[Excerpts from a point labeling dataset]
--------------------

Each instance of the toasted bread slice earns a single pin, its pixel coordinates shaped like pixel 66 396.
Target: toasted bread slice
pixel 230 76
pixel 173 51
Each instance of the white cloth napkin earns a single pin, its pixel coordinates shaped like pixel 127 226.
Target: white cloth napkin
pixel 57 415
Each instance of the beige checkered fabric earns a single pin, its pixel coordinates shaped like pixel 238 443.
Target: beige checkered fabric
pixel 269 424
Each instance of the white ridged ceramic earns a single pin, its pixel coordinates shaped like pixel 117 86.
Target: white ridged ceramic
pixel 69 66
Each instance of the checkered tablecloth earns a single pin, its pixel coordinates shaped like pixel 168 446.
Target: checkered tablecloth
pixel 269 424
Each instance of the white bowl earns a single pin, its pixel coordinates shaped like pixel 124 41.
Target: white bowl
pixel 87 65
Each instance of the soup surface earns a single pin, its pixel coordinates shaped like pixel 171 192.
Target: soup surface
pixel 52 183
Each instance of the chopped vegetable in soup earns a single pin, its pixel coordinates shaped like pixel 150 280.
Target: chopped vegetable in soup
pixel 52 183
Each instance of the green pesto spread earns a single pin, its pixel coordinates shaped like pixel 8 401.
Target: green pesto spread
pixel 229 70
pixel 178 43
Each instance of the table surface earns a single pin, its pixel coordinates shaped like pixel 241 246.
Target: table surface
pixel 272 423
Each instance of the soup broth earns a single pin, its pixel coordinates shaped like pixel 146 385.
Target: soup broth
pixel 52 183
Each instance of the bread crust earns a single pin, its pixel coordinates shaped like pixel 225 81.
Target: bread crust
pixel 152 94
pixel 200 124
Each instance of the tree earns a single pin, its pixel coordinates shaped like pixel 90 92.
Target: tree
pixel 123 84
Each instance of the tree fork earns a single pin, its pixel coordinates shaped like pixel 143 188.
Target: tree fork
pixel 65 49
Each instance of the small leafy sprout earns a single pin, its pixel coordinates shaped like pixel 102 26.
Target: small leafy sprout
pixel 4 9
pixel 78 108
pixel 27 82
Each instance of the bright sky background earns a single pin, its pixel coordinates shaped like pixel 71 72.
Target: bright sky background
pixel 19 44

--------------------

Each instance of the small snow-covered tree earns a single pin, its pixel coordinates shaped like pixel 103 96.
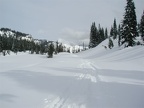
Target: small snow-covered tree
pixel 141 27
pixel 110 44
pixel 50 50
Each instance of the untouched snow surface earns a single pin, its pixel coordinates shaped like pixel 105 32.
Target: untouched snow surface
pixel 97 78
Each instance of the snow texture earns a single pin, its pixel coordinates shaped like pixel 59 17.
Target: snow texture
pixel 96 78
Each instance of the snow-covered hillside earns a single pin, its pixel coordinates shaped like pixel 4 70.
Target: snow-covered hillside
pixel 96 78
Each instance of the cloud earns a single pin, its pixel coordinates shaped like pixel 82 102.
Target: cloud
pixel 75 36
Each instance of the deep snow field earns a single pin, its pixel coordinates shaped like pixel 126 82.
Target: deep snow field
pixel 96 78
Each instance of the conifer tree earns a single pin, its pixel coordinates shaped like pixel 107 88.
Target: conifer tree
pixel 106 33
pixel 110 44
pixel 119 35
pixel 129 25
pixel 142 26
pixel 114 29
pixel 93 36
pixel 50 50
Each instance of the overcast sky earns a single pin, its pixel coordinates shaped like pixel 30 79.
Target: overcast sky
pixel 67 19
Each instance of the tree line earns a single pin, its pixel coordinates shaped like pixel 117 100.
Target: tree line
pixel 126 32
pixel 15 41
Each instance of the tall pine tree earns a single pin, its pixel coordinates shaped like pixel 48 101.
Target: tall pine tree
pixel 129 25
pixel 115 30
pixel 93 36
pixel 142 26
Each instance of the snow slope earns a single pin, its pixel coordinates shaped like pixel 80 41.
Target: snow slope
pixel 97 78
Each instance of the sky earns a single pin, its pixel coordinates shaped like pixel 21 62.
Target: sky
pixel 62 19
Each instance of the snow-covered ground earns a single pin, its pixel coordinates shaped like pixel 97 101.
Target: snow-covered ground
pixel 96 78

--------------------

EXERCISE – Starting at the line containing "Each instance of the toasted" and stopping after the line containing "pixel 173 51", list those lines from the listing above as a JSON array of strings, one string per line, skipping blank lines.

ANSWER TO THIS PROBLEM –
[
  "Each instance of the toasted bread slice earns a single pin, its pixel coordinates shaped like pixel 66 396.",
  "Target: toasted bread slice",
  "pixel 230 76",
  "pixel 173 51"
]